CHALLENGE
Please edit the records below so that "benchmark run" becomes "evaluation run" wherever it appears, keeping everything else unchanged.

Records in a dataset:

________________________________________

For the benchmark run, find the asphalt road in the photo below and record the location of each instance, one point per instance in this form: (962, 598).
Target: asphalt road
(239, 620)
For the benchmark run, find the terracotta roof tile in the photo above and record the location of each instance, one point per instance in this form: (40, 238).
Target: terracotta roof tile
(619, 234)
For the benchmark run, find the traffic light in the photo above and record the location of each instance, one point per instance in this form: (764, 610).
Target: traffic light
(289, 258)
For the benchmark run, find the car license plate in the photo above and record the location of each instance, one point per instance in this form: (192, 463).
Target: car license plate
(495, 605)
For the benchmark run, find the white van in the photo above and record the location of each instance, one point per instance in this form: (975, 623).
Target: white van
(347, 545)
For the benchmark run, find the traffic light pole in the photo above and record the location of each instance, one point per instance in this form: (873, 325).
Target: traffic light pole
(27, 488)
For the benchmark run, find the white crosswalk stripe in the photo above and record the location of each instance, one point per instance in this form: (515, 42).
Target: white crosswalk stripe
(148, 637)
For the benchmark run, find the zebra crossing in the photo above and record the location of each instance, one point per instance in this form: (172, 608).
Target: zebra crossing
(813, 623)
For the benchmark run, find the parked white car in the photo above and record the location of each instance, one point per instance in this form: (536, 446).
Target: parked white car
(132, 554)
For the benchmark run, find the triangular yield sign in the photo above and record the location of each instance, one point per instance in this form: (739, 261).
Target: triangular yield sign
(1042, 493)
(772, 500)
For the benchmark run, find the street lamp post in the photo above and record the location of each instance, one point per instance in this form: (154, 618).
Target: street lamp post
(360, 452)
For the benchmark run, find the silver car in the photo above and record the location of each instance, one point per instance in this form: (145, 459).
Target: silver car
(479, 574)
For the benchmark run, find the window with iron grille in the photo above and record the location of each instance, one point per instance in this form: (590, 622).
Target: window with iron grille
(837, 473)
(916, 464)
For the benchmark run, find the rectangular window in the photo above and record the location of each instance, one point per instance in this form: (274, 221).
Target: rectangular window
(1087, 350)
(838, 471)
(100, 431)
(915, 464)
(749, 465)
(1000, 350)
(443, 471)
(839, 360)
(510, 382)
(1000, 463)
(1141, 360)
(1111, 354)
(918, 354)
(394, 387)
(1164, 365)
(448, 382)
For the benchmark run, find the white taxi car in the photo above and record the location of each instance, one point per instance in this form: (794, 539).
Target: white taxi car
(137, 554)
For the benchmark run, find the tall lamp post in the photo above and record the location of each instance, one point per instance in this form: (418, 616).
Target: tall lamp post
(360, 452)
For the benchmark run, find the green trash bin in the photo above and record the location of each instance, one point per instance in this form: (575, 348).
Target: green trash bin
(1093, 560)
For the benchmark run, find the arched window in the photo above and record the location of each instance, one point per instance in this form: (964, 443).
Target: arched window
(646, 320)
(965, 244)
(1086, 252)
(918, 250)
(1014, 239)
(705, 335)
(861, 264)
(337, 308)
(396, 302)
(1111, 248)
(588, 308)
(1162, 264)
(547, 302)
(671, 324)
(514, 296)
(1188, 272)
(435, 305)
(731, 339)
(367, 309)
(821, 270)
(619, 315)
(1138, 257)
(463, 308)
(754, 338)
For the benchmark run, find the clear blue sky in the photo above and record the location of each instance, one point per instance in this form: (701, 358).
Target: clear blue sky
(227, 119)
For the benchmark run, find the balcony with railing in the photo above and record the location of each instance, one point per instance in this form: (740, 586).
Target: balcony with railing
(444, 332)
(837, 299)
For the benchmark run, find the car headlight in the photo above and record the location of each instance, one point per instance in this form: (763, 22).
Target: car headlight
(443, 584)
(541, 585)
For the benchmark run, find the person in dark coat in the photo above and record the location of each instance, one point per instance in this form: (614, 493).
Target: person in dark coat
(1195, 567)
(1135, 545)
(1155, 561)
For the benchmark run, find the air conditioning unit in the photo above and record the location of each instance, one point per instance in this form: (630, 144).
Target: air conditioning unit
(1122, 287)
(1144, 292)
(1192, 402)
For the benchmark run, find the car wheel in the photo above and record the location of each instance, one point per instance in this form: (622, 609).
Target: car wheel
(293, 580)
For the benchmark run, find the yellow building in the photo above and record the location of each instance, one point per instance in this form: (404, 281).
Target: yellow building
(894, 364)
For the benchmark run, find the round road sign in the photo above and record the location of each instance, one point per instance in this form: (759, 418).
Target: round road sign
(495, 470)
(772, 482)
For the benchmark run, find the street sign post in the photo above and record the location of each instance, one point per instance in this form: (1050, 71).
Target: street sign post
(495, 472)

________________________________________

WRITTEN RESPONSE
For the evaluation run, find the asphalt road in the photo below and record the location of each instance, one point per instance in this form: (962, 598).
Target: asphalt road
(239, 620)
For the evaluation run, find the terracotta roof tile in the photo above and record the location of each instance, one point per instance in this form: (40, 238).
Target: terracotta roof tile
(619, 234)
For the evaluation run, find the traffic light in the photo above and record the location of each instance, one point per instance in this form: (764, 610).
Target: traffic light
(289, 258)
For the evaluation run, find the car license plate in the photo above and record the location of each instance, one point per instance in this form: (192, 463).
Target: car license plate
(495, 605)
For the evaluation run, find the white van in the photo above and record the location of each instance, one point per instance in this form: (975, 623).
Target: white van
(347, 545)
For the evaluation run, find the traffic light pole in the photo above and record the location of each instance, one point per instance in this form: (873, 325).
Target: traffic light pole
(27, 488)
For the evaluation run, find the white crosswalk stripe in the photo above and record the location of each instance, one point per instance in this form: (515, 42).
Target: white crosswalk stripe
(148, 637)
For the evaluation run, find the zebra crossing in the photo above and record the location of each instance, one point per instance in this form: (172, 608).
Target: zebra crossing
(813, 623)
For the evaluation run, find the parked white car in the photo above and record the location of each instance, one point per instance in this form: (536, 446).
Target: parked white car
(132, 554)
For the evaluation run, find the triangular yield sign in the photo above and record the location of each instance, one point per instance in this form: (739, 261).
Target: triangular yield sign
(1042, 493)
(772, 500)
For the evaluation run, find the street lamp post in the photo above and record the location of each instance, one point per instance in this form: (154, 618).
Target: street lamp post
(360, 452)
For the evaluation run, find the silver car in the photo above and record the location of each instance, one point per instance in this form: (145, 459).
Target: silver car
(479, 574)
For the evaluation run, find the window with iron grille in the photo above and record the location of each instance, one point per instance in this form: (590, 622).
Target: window with iron grille
(837, 473)
(916, 464)
For the evaluation run, find the rectangular window in the photo above and record the location of each instance, one point per instance in this form: (274, 221).
Target: rectangular window
(1087, 350)
(838, 471)
(100, 431)
(915, 464)
(749, 465)
(1000, 350)
(443, 471)
(839, 360)
(510, 382)
(1000, 463)
(1141, 360)
(1111, 354)
(918, 354)
(394, 387)
(1164, 365)
(448, 382)
For the evaluation run, find the white taxi car in the photo above and record the location of each instance, one point per instance in this form: (794, 539).
Target: white taxi car
(137, 554)
For the evaluation run, find the tall lamp post in the photo above and record the location of each instance, one point per instance in this form: (418, 616).
Target: tall lamp post
(360, 452)
For the evaluation run, find the green trash bin in the photo above and record the location of each instance, one point per instance in this form: (575, 348).
Target: green trash bin
(1093, 560)
For the evaluation run, find the arched window in the photo above and record the location of each instance, one point per instance in this form: (964, 443).
Target: arched window
(646, 320)
(965, 244)
(1086, 252)
(918, 250)
(1014, 239)
(705, 335)
(861, 264)
(337, 308)
(396, 302)
(1111, 248)
(588, 308)
(1162, 264)
(547, 302)
(671, 324)
(514, 296)
(1188, 272)
(435, 305)
(731, 339)
(367, 309)
(821, 270)
(619, 315)
(1138, 257)
(463, 308)
(754, 338)
For the evaluation run, find the clear blue sky in the photo above and record the location of each instance, one point per instance in this form: (701, 358).
Target: clear blue sky
(227, 119)
For the evaluation run, find the balcony with railing in the photo above and record the location of each instance, one point per instance in this form: (740, 586).
Target: balcony with railing
(444, 332)
(837, 299)
For the evaluation run, find the car headlight in the photo above and record the location of each instance, one point per instance in this form: (763, 22).
Target: car headlight
(443, 584)
(541, 585)
For the evaluation run, find the person in dark coat in the photo above and record the location of each instance, one point per instance in this form: (614, 493).
Target: person in dark coat
(1195, 567)
(1135, 545)
(1155, 561)
For the evaluation run, find the air conditioning unit in the photo above and record the location of each instance, one point per instance in this form: (630, 144).
Target: air conditioning unit
(1122, 287)
(1144, 292)
(1192, 402)
For the evaluation run, find the car wheel in the photo above and record the location of each instance, one point per instance in this form: (622, 609).
Target: car wheel
(293, 580)
For the evaluation run, find the yellow building in the photo above and record the location of each instance, one point per instance in this form: (404, 281).
Target: yellow building
(894, 364)
For the evaluation run, find the round road sign in the photo above and record the location of each instance, one point per instance in this form: (759, 418).
Target: round road sign
(495, 470)
(772, 482)
For the evaluation run, find the street sign post in the photo above and record the location of each instance, one point per instance in this form: (1050, 71).
Target: street sign post
(495, 472)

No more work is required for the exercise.